:: Excerpted text ::
The rare show of solidarity was prompted by Jan Böhmermann, a German comedian who had used his television show on the country’s ZDF channel to test the limits of free speech by reciting verses in which he made a lewd attack on the Turkish president.

While the poem itself generated outrage in Turkey, it was what happened next that seized headlines in Europe: Ankara demanded Böhmermann be prosecuted under a dusty old German law that criminalises insults against foreign leaders.

Chancellor Angela Merkel, who arrives in Turkey today in an effort to bolster the refugee deal struck between Ankara and Brussels last month, decided to greenlight criminal proceedings against the comic, while adding that her government would repeal the statute on lèse-majesté at the earliest opportunity.

The saga has already made Mr Erdogan the target of more jibes at the hands of Europe’s media. Britain’s Spectator magazine has launched a contest for the most obscene limerick about the Turkish president. At first glance, this looks like yet another example of the thin-skinned, pugnacious leader trying to put out a fire by pouring gasoline on the flames.

Viewed from Turkey, however, the German comedian’s poem didn’t set up Mr Erdogan for an own goal so much as leave him with an open one.

Turkey’s mainstream, government-friendly media has had a field day. On current affairs chat show Serbestiyet on Sunday host Zeynep Türkoglu and academic Halil Berktay ruminated at length on the poem.

“This would never have been written about any German citizen, any German politician, any European or American politician,” fumed Mr Berktay. “There is awful racism in this.”

Regardless of how Mrs Merkel had handled the furore, it would always have reinforced Mr Erdogan’s favourite narrative about Europe: that the continent is anti-Turkish and that its sermons on human rights and free speech are hypocritical and insincere.

Had she blocked prosecution, she would have been seen to endorse what is being portrayed in Turkey as racially-infused hate speech. On the other hand, by allowing criminal charges to be brought she has provided a dubious vindication of Mr Erdogan’s extensive crackdown on “insulting” language in his own country.

While lèse-majesté laws protecting the president have long existed in Turkey, rarely have they been as aggressively applied as today. During his predecessor Abdullah Gül’s seven-year presidency, 545 people were prosecuted for the crime of insulting the head of state, eight of which led to arrests or pretrial detention.

In the first 19 months of Mr Erdogan’s tenure, however, 1,845 prosecutions were launched, with around 250 leading to arrests. Those targeted have included journalists, academics, a former Miss Turkey, a 14-year-old boy who spent a night in prison over a Facebook post, and most recently, a man who was reported to have drunkenly called the emergency services to vent his wrath at the president.

Photo object pointing lines
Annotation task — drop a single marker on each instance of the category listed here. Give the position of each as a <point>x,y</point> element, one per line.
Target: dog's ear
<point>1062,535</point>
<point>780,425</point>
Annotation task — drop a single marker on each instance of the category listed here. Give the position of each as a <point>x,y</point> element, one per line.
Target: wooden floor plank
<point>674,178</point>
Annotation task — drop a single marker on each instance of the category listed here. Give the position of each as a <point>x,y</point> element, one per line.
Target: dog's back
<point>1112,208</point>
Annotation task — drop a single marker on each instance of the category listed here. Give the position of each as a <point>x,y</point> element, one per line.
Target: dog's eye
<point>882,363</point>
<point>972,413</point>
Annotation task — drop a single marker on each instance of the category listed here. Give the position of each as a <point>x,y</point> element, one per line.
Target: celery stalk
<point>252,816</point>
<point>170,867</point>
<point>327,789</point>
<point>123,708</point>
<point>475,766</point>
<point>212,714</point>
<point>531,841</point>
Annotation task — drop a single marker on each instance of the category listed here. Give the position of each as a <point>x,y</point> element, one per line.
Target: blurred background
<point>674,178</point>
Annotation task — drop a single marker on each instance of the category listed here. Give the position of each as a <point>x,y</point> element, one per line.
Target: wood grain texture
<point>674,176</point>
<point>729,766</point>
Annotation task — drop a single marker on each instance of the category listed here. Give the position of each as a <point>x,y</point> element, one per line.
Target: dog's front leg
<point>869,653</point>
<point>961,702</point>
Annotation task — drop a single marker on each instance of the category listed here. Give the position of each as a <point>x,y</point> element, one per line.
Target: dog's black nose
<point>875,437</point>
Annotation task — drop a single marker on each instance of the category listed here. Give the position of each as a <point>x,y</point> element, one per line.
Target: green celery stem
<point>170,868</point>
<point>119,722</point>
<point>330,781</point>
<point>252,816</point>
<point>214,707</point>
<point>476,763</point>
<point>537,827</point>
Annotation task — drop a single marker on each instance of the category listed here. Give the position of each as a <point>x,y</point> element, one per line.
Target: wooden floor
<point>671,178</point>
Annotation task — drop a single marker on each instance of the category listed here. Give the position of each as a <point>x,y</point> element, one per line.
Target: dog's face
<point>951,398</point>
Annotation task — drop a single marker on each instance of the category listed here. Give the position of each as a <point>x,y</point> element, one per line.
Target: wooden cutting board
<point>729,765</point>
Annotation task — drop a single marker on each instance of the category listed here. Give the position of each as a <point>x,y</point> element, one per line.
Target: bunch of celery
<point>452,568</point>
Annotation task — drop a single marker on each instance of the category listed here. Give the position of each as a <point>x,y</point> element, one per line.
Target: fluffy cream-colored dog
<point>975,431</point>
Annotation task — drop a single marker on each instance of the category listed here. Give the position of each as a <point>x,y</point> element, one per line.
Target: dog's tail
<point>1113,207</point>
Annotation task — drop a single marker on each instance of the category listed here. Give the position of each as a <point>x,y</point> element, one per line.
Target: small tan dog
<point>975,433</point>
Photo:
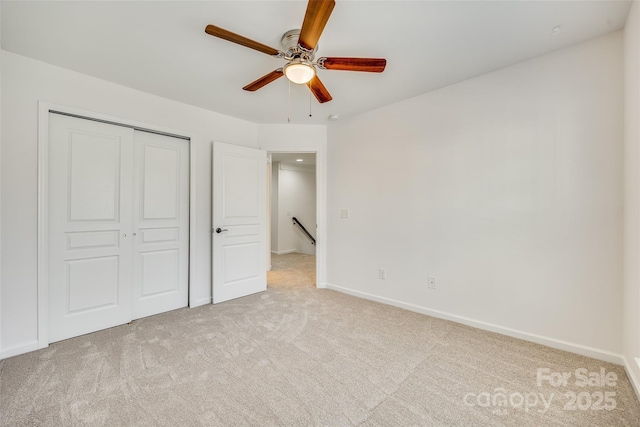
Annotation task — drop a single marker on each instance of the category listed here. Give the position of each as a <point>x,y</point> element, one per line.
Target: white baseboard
<point>635,383</point>
<point>201,301</point>
<point>582,350</point>
<point>19,349</point>
<point>288,251</point>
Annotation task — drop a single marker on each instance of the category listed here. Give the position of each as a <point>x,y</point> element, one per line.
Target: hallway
<point>294,270</point>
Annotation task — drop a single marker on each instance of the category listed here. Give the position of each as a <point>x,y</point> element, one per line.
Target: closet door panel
<point>161,221</point>
<point>90,219</point>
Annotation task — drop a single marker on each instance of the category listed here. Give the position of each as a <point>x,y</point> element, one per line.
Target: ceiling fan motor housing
<point>292,49</point>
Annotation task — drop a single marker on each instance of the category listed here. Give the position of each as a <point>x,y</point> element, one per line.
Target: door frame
<point>321,206</point>
<point>44,109</point>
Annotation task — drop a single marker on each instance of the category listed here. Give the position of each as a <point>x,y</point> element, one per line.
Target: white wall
<point>632,194</point>
<point>296,198</point>
<point>274,206</point>
<point>302,139</point>
<point>505,187</point>
<point>24,83</point>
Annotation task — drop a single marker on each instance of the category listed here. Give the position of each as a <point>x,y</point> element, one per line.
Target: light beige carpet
<point>298,356</point>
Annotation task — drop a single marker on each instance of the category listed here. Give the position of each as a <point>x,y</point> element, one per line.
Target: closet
<point>118,225</point>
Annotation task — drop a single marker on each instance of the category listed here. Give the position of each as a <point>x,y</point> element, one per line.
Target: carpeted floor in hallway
<point>300,356</point>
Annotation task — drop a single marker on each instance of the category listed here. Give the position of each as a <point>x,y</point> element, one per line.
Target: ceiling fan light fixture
<point>299,71</point>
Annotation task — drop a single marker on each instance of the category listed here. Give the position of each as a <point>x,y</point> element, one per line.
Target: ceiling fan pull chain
<point>289,105</point>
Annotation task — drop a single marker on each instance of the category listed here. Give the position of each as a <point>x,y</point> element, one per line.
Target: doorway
<point>293,219</point>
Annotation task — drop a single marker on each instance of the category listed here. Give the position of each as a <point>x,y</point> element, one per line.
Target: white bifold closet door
<point>118,225</point>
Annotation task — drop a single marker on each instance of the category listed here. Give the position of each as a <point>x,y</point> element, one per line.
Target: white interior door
<point>160,224</point>
<point>90,258</point>
<point>239,221</point>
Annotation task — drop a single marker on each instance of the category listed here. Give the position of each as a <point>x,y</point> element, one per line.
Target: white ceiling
<point>160,47</point>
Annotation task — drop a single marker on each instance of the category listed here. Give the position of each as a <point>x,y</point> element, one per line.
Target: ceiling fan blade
<point>316,17</point>
<point>317,88</point>
<point>235,38</point>
<point>371,65</point>
<point>264,80</point>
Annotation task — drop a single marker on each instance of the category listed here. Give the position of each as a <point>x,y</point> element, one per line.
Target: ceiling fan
<point>299,49</point>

:: Exercise aim ::
Write a continuation of the article on the Böhmermann poem and Erdogan's insult prosecutions, starting after its final sentence. The lines are not needed for what comes next.

:: Final result ::
These cases are part of a broader crackdown on press freedom that has recently included the court-backed seizure of two opposition media groups, a clutch of government-critical television channels being forced off air, and the editor-in-chief of one of the country’s leading opposition newspapers facing possible life imprisonment on treason charges.

By pushing the free speech envelope to a place that is controversial even in comparatively liberal Germany, Böhmermann has allowed Mr Erdogan’s allies to shift the debate in Turkey (at least temporarily) to a place where even his critics have felt bound to side with him.

Perhaps more importantly, using this opportunity to hector Germany into applying its own lèse-majesté law has allowed Ankara to reinforce its claim that it has nothing left to learn from Europe in the field of free speech and human rights.

In this regard, the saga sheds light on a puzzling aspect of the Turkey-EU refugee deal: Ankara’s insistence that the revitalisation of membership talks be included as part of the package. Since no one seriously believes any more that Ankara, Brussels or any European government actually wants Turkey to join, why put it on the table?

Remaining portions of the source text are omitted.